▼
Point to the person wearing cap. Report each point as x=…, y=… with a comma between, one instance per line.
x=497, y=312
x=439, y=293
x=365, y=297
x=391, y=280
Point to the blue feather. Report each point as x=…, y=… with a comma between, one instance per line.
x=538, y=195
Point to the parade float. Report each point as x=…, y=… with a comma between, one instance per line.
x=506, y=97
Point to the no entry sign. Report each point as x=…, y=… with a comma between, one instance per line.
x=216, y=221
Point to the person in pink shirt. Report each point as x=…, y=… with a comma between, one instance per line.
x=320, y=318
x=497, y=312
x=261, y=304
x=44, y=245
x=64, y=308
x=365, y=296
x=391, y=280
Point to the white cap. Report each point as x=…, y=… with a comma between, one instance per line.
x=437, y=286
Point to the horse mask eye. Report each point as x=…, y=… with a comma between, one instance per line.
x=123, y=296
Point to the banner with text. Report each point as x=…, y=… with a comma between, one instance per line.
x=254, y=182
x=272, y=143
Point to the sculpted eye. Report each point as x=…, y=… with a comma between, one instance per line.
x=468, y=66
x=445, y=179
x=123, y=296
▲
▼
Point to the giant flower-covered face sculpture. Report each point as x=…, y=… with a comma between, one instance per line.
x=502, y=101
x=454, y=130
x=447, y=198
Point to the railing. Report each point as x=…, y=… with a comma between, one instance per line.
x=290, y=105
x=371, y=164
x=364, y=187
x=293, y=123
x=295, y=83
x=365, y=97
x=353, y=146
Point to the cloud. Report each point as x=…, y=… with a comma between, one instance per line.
▲
◆ YOUR ASSIGNMENT:
Where the listing above reaches the line that contains "Point to the railing.", start retyping, and finish with the line that contains "Point to the cloud."; reproduce those lines exactly and no others.

◆ TASK ANSWER:
Point to the railing. Report each point as x=…, y=… with a comma between, one instance per line.
x=290, y=105
x=371, y=164
x=364, y=187
x=293, y=123
x=295, y=83
x=365, y=97
x=353, y=146
Point to the cloud. Report each point as x=…, y=… with a comma between, one instance per line.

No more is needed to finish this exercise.